Tasks to carry out:
**A.** Answer these about the v1.38.1.0 fix-wave pull request page, one answer per line, marked the same way:
(i) Which branch was merged into main?
(ii) What new file holds the surrogate-stripping utilities?
(iii) Which endpoint was bypassing the chokepoint through its own JSON.stringify call?
**B.** Pick up the v1.38.1.0 fix-wave pull request summary right after its last heading and keep writing it.

Skip to content

v1.38.1.0 fix wave: surrogate-safe page captures (#1440), Implementation Tasks across review skills (#1454), root-level artifact patterns (#1452)#1504

Merged
garrytan merged 5 commits into
mainfrom
garrytan/copenhagen-v4
May 15, 2026
Merged

v1.38.1.0 fix wave: surrogate-safe page captures (#1440), Implementation Tasks across review skills (#1454), root-level artifact patterns (#1452)#1504
garrytan merged 5 commits into
mainfrom
garrytan/copenhagen-v4

Conversation

@garrytan

Copy link
Copy Markdown
Owner

Summary

Three filed issues land together as a coordinated bug-fix wave.

Browse — Page captures with mixed-script Unicode round-trip cleanly to the Claude API (#1440)

  • browse/src/sanitize.ts (new) — two surrogate-stripping utilities (stripLoneSurrogates, stripLoneSurrogateEscapes) plus sanitizeBody that picks the right pass for text/plain vs application/json bodies.
  • buildCommandResponse extracted from handleCommand and exported for testability. Sanitizes every response body before new Response().
  • /batch was bypassing the chokepoint via its own JSON.stringify({results, ...}). Each per-result string is now sanitized AND the envelope gets a second stripLoneSurrogateEscapes pass on the JSON-escape form.
  • Defense in depth at the highest-volume DOM-text emitters: getCleanText, getCleanTextWithStripping, html, accessibility, all three return points in snapshot.ts.

Review skills — Implementation Tasks checklist + JSONL handoff (#1454)

Records taken from a dataset:

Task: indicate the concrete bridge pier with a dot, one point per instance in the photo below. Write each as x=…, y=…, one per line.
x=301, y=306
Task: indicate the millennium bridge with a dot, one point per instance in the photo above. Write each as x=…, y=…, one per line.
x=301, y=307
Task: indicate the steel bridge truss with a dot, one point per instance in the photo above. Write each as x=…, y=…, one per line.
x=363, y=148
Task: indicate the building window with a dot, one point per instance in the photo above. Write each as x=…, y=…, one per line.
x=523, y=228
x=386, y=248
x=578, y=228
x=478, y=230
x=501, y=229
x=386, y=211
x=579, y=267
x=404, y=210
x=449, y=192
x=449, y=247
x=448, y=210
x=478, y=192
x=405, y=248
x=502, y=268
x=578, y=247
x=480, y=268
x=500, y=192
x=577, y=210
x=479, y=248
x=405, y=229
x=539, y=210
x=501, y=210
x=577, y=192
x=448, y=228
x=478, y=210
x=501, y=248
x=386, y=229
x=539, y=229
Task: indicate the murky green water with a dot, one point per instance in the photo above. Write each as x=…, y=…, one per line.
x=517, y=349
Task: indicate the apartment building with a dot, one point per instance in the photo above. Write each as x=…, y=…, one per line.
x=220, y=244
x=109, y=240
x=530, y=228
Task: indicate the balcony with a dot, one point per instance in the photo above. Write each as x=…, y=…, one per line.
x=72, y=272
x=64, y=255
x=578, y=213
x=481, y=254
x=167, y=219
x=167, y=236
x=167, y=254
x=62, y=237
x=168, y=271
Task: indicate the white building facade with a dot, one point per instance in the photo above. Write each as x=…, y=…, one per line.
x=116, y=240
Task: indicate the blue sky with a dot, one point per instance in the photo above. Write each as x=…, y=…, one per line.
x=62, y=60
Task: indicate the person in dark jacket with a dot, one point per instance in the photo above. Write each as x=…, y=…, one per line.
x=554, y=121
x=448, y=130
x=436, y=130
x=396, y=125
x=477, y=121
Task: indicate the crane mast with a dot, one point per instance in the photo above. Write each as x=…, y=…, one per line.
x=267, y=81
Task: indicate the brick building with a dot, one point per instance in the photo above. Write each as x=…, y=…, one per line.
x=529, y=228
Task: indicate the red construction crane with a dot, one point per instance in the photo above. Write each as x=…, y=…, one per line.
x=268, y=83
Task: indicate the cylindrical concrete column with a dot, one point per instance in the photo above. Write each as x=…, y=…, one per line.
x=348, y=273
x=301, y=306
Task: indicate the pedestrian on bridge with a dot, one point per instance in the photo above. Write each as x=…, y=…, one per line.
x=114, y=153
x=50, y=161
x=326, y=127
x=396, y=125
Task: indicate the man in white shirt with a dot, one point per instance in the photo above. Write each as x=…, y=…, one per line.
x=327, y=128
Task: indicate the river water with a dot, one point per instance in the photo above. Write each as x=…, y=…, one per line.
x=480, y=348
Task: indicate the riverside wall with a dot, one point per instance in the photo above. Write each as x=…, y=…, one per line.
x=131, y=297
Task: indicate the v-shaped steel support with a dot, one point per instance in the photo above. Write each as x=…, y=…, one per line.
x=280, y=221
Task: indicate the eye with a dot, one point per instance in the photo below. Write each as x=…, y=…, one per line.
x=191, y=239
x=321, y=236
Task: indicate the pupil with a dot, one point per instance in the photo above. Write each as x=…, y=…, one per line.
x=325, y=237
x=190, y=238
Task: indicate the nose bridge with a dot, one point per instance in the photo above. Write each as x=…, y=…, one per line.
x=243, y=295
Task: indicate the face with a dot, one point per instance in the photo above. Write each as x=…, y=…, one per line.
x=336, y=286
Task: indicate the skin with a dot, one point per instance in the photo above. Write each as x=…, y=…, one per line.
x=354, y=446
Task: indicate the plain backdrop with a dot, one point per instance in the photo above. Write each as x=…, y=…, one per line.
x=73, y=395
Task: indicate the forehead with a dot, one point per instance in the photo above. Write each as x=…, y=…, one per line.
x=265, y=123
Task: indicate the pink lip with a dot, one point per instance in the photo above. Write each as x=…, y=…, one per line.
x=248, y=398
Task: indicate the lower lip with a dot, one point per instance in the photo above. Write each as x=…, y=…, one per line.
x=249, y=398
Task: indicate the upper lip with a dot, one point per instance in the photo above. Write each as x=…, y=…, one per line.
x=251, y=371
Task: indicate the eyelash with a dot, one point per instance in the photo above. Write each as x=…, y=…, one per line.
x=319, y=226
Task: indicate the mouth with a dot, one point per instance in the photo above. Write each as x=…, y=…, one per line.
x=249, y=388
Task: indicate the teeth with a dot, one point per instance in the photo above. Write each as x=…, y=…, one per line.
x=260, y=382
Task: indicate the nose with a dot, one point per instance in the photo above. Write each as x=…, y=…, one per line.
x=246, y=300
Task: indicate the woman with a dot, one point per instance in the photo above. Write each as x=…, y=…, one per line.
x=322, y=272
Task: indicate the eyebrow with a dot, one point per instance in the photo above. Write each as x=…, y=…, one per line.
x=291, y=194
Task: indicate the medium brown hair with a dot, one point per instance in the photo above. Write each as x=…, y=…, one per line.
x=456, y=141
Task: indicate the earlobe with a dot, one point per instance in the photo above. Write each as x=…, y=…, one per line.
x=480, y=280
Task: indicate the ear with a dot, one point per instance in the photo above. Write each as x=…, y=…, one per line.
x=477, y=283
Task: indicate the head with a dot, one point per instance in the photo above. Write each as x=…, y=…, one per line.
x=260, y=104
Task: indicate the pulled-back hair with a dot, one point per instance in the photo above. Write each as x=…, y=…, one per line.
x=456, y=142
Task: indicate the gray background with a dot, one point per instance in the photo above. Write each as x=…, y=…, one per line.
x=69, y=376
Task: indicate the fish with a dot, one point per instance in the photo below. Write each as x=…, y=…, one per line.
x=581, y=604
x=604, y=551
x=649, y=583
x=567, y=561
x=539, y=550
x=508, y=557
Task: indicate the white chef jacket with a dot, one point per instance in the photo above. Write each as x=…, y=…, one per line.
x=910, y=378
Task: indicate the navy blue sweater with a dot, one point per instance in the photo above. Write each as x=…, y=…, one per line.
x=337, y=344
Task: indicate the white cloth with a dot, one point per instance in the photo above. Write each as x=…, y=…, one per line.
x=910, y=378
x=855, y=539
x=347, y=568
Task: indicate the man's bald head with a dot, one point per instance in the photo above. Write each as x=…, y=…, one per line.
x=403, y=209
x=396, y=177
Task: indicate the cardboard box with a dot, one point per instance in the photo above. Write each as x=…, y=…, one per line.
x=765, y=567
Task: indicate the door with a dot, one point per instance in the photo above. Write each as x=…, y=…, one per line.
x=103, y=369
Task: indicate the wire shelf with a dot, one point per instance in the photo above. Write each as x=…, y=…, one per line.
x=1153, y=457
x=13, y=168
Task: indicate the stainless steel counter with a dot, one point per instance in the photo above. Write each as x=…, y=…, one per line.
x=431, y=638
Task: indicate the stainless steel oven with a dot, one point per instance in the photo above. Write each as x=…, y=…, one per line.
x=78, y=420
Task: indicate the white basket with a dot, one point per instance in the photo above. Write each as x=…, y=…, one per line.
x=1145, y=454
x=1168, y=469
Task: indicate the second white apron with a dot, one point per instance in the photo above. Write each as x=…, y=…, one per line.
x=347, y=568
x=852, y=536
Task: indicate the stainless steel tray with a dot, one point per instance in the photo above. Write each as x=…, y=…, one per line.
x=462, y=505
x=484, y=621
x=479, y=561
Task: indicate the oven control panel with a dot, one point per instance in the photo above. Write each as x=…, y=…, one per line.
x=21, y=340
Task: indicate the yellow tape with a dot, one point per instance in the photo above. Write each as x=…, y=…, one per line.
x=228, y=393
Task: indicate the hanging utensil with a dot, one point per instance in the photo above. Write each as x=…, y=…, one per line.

Answers to the problems:
**A.**
(i) garrytan/copenhagen-v4
(ii) browse/src/sanitize.ts
(iii) /batch

**B.**
  • plan-ceo-review, plan-design-review, plan-eng-review, plan-devex-review each emit a markdown ## Implementation Tasks section AND write a jq-built JSONL artifact to ~/.gstack/projects/$SLUG/tasks-{phase}-{datetime}.jsonl. Never hand-rolled echo — jq -nc keeps the file valid when titles/findings contain quotes, newlines, or backslashes.
  • /autoplan Phase 4 reads all four JSONL files, scopes by current branch + 5-commit window, dedupes on exact (component, sorted(files), title), renders aggregated tasks inside the Final Approval Gate.
  • Standalone review runs (/plan-eng-review alone, etc.) produce their own task list and JSONL even outside autoplan — the JSONL is the handoff contract.
  • New resolvers: scripts/resolvers/tasks-section.ts (emit + aggregate), scripts/task-emission-schema.ts (shared schema).

Federation sync — Root-level design + test-plan docs (#1452)

  • bin/gstack-artifacts-init adds projects/*/*-design-*.md and projects/*/*-test-plan-*.md to all three managed blocks: .brain-allowlist, .brain-privacy-map.json (class artifact), .gitattributes (merge=union).
  • Idempotent migration gstack-upgrade/migrations/v1.36.0.0.sh patches existing installs in place. Uses jq for the JSON file (preserves validity). NEVER calls gstack-artifacts-init — that would git commit + push and clobber user state.

Issue closed without code: #1441 — verified already fixed in v1.27.0.0 (alignment of setup-gbrain and gstack-brain-sync on the artifacts_sync_mode key, plus the v1.27.0.0 migration). Comment posted, issue closed.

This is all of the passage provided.